┌──

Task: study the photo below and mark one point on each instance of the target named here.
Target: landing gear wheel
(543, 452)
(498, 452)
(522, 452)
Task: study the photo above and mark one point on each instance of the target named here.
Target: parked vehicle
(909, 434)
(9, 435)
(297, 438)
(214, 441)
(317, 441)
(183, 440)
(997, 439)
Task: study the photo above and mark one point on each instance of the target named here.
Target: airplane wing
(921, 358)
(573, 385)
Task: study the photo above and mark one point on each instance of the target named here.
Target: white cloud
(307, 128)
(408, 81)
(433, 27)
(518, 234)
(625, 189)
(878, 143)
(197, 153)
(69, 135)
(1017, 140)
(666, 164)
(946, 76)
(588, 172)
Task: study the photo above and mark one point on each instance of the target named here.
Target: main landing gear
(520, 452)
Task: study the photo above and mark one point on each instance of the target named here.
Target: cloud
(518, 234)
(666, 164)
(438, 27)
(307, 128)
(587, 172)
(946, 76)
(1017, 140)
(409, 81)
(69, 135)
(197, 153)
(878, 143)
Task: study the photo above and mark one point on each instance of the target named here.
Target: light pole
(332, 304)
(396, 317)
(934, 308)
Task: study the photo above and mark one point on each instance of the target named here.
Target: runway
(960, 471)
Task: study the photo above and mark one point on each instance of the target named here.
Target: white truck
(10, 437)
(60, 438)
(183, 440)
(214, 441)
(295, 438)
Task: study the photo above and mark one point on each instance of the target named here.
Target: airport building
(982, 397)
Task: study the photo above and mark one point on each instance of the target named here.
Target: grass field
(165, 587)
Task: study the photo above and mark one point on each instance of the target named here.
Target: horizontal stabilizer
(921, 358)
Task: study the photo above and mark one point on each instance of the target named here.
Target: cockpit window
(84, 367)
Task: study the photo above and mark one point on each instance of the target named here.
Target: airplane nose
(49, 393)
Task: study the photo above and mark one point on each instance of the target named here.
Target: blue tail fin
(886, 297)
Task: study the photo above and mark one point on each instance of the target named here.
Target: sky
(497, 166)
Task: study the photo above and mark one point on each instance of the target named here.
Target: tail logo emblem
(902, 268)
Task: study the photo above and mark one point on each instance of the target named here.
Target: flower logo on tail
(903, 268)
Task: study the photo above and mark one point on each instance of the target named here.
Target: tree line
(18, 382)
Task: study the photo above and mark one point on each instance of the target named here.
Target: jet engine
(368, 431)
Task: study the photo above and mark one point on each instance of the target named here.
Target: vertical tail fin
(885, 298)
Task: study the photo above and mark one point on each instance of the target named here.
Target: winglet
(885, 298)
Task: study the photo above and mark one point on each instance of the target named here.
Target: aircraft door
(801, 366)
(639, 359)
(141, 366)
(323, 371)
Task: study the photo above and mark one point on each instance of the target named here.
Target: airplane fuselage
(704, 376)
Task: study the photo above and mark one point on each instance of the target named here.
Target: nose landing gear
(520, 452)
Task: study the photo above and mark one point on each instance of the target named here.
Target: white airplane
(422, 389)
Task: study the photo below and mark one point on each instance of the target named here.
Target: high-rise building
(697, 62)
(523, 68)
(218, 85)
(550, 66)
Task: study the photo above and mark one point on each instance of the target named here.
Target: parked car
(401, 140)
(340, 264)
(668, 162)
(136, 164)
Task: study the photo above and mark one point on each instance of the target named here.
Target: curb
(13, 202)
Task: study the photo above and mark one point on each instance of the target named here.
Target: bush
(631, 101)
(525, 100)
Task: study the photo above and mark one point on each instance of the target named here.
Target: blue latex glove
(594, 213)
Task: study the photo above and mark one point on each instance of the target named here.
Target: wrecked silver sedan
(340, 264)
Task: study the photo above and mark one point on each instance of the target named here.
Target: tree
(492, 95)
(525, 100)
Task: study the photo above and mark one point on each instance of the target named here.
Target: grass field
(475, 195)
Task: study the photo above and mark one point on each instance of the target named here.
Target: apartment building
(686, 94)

└──

_Required work_
Could you transcribe all of the data exactly as it is given?

_Response_
Task: study the photo below and mark one point on each instance of the target named here.
Target: landing gear wheel
(543, 452)
(498, 452)
(522, 452)
Task: study the photo above and mark one point on each instance of the target named here.
Target: parked vehicle
(909, 434)
(9, 435)
(297, 438)
(214, 441)
(317, 441)
(183, 440)
(997, 439)
Task: study the photo above and mark one point on each instance of the target named here.
Target: airplane wing
(921, 358)
(573, 385)
Task: study the photo above and mark one point on each instance of the target named here.
Target: white cloud
(307, 128)
(408, 81)
(433, 27)
(518, 234)
(625, 189)
(878, 143)
(197, 153)
(69, 135)
(1017, 140)
(666, 164)
(946, 76)
(588, 172)
Task: study the photo above and mark one point on each instance of the target named here.
Target: main landing gear
(520, 452)
Task: study the photo above and mark one point on each instance of the target named here.
Target: cloud
(518, 234)
(666, 164)
(438, 27)
(307, 128)
(587, 172)
(946, 76)
(1017, 140)
(409, 81)
(69, 135)
(197, 153)
(878, 143)
Task: study the photo above and mark one point on each instance of the target named here.
Target: light pole
(332, 304)
(396, 317)
(934, 308)
Task: study the photo above and mark one point on each instance of the target named here.
Target: runway
(960, 471)
Task: study the photo above and mark one point on each instance of the target named here.
Target: white truck
(10, 437)
(60, 438)
(183, 440)
(214, 441)
(295, 438)
Task: study the photo above and mark one point on each instance of the target named here.
Target: airport building
(982, 397)
Task: study the photo above and mark one point on each instance of the target named here.
Target: grass field
(165, 587)
Task: study the photo above and mark one point on each instance of the target named here.
Target: horizontal stabilizer
(921, 358)
Task: study the photo above and mark one point on each instance of the target named here.
Target: cockpit window
(84, 367)
Task: study the photo above and mark one point on each instance of the target named here.
Target: airplane nose
(49, 393)
Task: study the photo above and mark one point on each instance of the target named here.
Target: blue tail fin
(886, 297)
Task: study the photo above and mark one point on each instance of the target named here.
Target: sky
(497, 166)
Task: study the photo above and mark one point on each instance of the target named here.
Target: tail logo emblem
(902, 268)
Task: study the photo above and mark one point on each instance of the target named here.
Target: flower logo on tail
(903, 268)
Task: study the photo above and mark one point on each instance of the target named here.
Target: tree line
(18, 382)
Task: study the photo above and mark one point on each instance of the target named here.
Target: jet engine
(368, 431)
Task: study the photo above and mark one point on each instance of the target named here.
Target: vertical tail fin
(885, 298)
Task: study the photo above and mark one point on each instance of the target named here.
Target: winglet
(885, 298)
Task: study the photo above and mark one point on each instance of the target named here.
Target: aircraft door
(801, 366)
(639, 359)
(141, 366)
(323, 371)
Task: study the photo above and mark one point on each instance of the target named here.
Target: airplane fuselage
(704, 376)
Task: study the photo above and mark one point on each instance of the target named here.
Target: nose landing gear
(520, 452)
Task: study the photo above and mark one point on each instance of the target named here.
Target: white airplane
(422, 389)
Task: study the photo below and mark one point on each instance of the target named here.
Target: high-rise building
(697, 62)
(523, 68)
(218, 85)
(550, 66)
Task: study the photo above and mark one point on each instance of the target named here.
Target: parked car
(401, 140)
(340, 264)
(668, 162)
(136, 164)
Task: study the photo above and mark one point on each instance of the target named here.
Target: curb
(13, 202)
Task: study the photo above and mark one point on each instance of the target named here.
Target: bush
(631, 101)
(525, 100)
Task: study the photo above and mark one point on each instance of the target named here.
Target: blue latex glove
(594, 213)
Task: study the photo above and mark one point on each instance of the target named here.
Target: wrecked silver sedan
(340, 264)
Task: study the photo above and mark one point on each instance of the target named here.
Target: tree
(492, 95)
(525, 100)
Task: study the photo above and mark one point on each instance of the target named here.
Target: grass field
(475, 195)
Task: study the photo above and mark one point on each instance of the target named here.
Target: apartment building
(686, 94)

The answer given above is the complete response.